Passage to read ->
· · · · ·

# Sucking energy from the electromagnetic spectrum



## twilyth (Jul 18, 2011)

Imagine if you will, a world where small electronic devices can pull power out of thin air - using only the electromagnetic radiation that passes through us every day.

One group of researchers seem to have developed something that does exactly that.  And the antenna they use is printed on an inkjet printer using a special ink.









> What’s the News: With all of the electronics cluttering our daily lives, the air is abuzz with ambient electromagnetic energy from sources like cell phone networks, radio and television transmitters, and satellite communications systems. Now, researchers at the Georgia Institute of Technology have devised a simple, cheap way to harness that wasted energy: capturing it with inkjet-printed antennas and storing it in batteries.
> 
> How the Heck:
> 
> ...


----------



## W1zzard (Jul 18, 2011)

· · · · ·

Problem description -> Copy the entire forum thread on drawing power from the electromagnetic spectrum word for word.

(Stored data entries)
· · · · ·

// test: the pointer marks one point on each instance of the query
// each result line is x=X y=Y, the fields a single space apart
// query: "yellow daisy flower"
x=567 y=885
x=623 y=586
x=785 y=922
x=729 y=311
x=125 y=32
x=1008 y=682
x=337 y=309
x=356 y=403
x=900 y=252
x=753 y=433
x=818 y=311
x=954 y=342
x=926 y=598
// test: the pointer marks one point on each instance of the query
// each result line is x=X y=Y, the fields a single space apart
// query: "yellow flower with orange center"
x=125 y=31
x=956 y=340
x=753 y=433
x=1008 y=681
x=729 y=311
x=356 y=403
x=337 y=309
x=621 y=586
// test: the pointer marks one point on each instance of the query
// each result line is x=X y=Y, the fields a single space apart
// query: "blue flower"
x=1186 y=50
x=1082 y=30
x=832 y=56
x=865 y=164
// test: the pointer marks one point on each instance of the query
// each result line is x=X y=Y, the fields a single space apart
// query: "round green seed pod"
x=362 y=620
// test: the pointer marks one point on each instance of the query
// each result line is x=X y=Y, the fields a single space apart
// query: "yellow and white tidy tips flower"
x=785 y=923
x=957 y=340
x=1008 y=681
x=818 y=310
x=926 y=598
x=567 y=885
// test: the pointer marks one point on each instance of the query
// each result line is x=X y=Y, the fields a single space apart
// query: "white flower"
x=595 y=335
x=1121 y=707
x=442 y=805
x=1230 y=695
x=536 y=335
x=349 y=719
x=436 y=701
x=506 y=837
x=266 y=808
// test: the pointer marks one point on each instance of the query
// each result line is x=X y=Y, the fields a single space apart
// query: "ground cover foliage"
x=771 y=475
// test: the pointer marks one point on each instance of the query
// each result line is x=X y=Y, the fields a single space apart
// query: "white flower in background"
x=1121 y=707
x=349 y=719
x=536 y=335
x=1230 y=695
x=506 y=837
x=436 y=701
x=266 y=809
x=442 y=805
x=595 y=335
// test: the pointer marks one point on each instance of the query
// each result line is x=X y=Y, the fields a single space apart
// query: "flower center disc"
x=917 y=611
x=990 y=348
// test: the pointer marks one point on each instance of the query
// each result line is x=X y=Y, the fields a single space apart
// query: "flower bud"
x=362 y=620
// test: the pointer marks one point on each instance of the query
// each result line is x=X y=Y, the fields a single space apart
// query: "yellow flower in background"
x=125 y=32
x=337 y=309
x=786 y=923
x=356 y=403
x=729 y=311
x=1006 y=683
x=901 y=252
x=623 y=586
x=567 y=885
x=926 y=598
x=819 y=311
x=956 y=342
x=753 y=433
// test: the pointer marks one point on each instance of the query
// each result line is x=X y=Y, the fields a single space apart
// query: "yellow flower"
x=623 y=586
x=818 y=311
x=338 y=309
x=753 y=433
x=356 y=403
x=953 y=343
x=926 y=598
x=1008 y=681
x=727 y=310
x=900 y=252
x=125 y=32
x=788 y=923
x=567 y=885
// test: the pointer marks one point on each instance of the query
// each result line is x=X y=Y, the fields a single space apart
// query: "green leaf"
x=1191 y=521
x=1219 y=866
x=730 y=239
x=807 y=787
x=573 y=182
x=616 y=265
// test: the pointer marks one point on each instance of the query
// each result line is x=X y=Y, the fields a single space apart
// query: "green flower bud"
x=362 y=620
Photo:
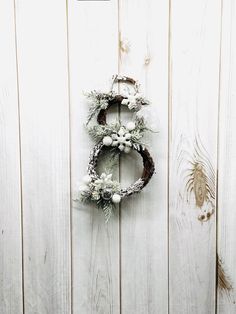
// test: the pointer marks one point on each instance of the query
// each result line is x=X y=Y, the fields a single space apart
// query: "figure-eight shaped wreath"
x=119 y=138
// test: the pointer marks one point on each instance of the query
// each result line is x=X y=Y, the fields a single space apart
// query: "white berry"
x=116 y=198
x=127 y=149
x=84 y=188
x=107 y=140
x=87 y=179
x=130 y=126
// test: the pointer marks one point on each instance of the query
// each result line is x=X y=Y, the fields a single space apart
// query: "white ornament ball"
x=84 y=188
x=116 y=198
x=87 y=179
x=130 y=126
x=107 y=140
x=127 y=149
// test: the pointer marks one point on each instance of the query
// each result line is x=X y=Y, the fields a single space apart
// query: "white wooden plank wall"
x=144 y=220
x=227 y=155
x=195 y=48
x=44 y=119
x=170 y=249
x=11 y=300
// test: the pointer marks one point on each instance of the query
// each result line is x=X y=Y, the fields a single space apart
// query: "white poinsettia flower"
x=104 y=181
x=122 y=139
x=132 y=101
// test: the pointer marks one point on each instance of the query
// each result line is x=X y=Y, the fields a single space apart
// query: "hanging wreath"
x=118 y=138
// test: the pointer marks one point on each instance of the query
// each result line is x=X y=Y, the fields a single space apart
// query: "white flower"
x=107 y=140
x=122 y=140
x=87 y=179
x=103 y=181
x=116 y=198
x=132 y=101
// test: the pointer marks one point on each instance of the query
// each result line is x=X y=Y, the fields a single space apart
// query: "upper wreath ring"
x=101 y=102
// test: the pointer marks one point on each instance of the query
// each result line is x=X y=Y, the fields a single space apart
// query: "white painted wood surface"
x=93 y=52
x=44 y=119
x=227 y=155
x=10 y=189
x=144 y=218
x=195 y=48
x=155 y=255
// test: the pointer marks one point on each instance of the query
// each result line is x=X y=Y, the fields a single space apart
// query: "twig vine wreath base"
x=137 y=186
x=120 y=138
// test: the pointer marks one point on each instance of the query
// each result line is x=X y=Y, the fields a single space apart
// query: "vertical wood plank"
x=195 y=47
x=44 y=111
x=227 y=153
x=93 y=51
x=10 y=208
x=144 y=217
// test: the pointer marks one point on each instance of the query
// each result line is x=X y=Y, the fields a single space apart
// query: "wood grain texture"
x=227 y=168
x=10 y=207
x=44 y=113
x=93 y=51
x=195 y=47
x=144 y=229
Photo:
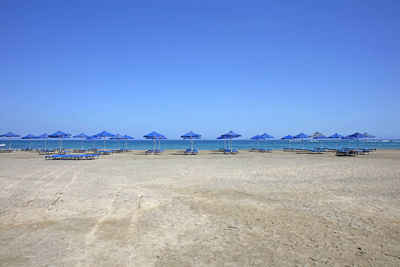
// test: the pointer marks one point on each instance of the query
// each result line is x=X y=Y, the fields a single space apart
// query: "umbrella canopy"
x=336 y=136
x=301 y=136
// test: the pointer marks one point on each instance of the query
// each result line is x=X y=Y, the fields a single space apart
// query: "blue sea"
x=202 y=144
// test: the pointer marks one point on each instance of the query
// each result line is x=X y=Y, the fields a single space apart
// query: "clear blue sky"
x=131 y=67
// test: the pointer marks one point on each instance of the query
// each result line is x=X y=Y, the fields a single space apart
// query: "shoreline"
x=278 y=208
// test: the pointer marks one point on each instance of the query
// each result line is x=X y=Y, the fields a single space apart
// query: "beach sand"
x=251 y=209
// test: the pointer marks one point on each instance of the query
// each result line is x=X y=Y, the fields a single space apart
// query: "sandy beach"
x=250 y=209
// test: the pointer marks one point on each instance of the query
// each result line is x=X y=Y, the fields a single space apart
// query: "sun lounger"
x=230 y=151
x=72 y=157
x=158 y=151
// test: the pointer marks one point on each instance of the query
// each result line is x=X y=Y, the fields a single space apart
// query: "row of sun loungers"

· · · · ·

Solution to this problem ->
# Sucking energy from the electromagnetic spectrum



## twilyth (Jul 18, 2011)

Imagine if you will, a world where small electronic devices can pull power out of thin air - using only the electromagnetic radiation that passes through us every day.

One group of researchers seem to have developed something that does exactly that.  And the antenna they use is printed on an inkjet printer using a special ink.









> What’s the News: With all of the electronics cluttering our daily lives, the air is abuzz with ambient electromagnetic energy from sources like cell phone networks, radio and television transmitters, and satellite communications systems. Now, researchers at the Georgia Institute of Technology have devised a simple, cheap way to harness that wasted energy: capturing it with inkjet-printed antennas and storing it in batteries.
> 
> How the Heck:
> 
> ...


----------



## W1zzard (Jul 18, 2011)